WHAT YOU HAVE TO DO ▸
Filter the listing below, keeping every line that holds "position".

TASK INPUT ▸
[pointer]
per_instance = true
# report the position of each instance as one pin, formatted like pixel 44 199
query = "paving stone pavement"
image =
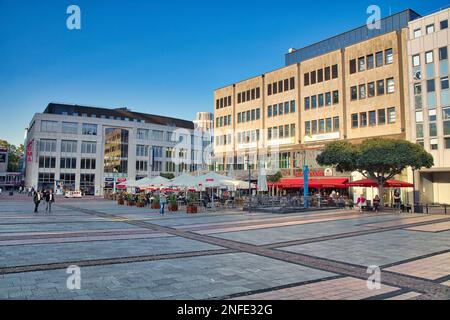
pixel 227 254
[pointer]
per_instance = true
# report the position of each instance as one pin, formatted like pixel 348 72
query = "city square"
pixel 135 253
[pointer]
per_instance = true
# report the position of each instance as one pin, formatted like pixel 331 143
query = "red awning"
pixel 388 184
pixel 323 183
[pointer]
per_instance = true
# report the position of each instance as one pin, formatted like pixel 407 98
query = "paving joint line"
pixel 430 289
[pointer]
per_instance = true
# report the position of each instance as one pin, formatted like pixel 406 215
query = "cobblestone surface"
pixel 133 253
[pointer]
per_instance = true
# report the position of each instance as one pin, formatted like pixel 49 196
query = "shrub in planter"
pixel 173 205
pixel 192 201
pixel 155 203
pixel 120 200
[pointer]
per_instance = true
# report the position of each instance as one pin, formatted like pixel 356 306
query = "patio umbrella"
pixel 387 184
pixel 262 180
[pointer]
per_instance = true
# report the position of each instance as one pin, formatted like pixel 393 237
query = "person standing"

ANSWER TO THIS TASK ▸
# report the position of each instance as one pin, formatted like pixel 44 199
# report the position of each instance as one pin, formatted like pixel 348 72
# report the position of each instance as one pin, formatted like pixel 331 143
# report the position of each instance as one pin, formatted like pixel 407 98
# report the position of each instance as one pin, formatted like pixel 406 215
# report the position of each instance as one pin, formatted like pixel 49 196
# report the position of each instance as one pin, formatted like pixel 356 306
# report the position of each instance as one pin, formatted like pixel 393 237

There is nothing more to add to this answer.